*** Testo di partenza

“Tu e io… per sempre” di Marianna Copertino: tutti abbiamo bisogno di qualcuno che si preoccupi per noi

“La vita è il dono più bello che abbiamo al mondo…eppure a volte è così difficile da apprezzare. È complicato sopravvivere, soprattutto, quando al mondo viene a mancare colei che per te rappresentava l’unica ancora di salvezza. È il giorno del mio ventottesimo compleanno eppure sono ancora qui a pensarti e a chiedermi perché mi hai lasciata sola in un momento così complicato…”

Tu e io... per sempre

È caratterizzato dai cosiddetti “puntini di sospensione” il romanzo d’esordio della foggiana Marianna Copertino, o almeno, l’autrice ne fa un largo uso. Mettere il lettore in pausa significa permettergli di focalizzare l’attenzione su quanto accade, di metabolizzare le scene. Allo stesso tempo però, si corre anche il rischio di fargli perdere un po’ di concentrazione, quasi se il pensiero fosse legittimato a vagare e a perdersi in labirinti soltanto suoi. Parto proprio da questo particolare per giustificare le mie argomentazioni di lettore, in merito a questo romanzo.

******
*** Voci

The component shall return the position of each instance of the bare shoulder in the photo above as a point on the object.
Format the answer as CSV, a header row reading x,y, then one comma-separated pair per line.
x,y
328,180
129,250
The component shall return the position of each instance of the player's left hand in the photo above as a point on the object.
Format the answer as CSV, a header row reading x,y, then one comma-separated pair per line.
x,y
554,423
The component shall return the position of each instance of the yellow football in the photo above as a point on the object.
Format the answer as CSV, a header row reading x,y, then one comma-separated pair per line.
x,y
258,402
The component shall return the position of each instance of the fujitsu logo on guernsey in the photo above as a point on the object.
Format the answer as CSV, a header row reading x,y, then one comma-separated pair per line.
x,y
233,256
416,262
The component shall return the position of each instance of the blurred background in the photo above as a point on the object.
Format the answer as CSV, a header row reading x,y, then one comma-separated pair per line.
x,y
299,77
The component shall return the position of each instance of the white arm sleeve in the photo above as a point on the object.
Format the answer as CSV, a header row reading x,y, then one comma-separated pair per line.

******
*** Voci

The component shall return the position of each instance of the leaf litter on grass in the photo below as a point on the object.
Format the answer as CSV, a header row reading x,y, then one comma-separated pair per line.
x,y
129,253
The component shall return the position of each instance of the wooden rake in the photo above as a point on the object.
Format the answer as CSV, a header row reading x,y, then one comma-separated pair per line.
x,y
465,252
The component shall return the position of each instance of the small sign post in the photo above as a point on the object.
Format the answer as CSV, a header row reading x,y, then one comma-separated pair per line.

******

# Consegna
Prosegui la recensione del romanzo «Tu e io... per sempre» a partire dalla frase che segue l'ultima riportata.

# Risposta scritta
Tu e io… per sempre” (Casa Editrice Kimerik, febbraio 2016) è un romanzo rosa, dove una giovane donna di 28 anni, Blair Cross, per paura di soffrire ha smesso di aprirsi al mondo e si è barricata in casa, concentrandosi soltanto sul lavoro. Il fatto che all’inizio non sopporti il suo superiore, il professor Peter Born, e che faccia di tutto per evitarlo per poi riscoprirsi perdutamente innamorata – fra l’altro ricambiata in maniera evidente – mi ha ricordato “Ti prego lasciati odiare” di Anna Premoli.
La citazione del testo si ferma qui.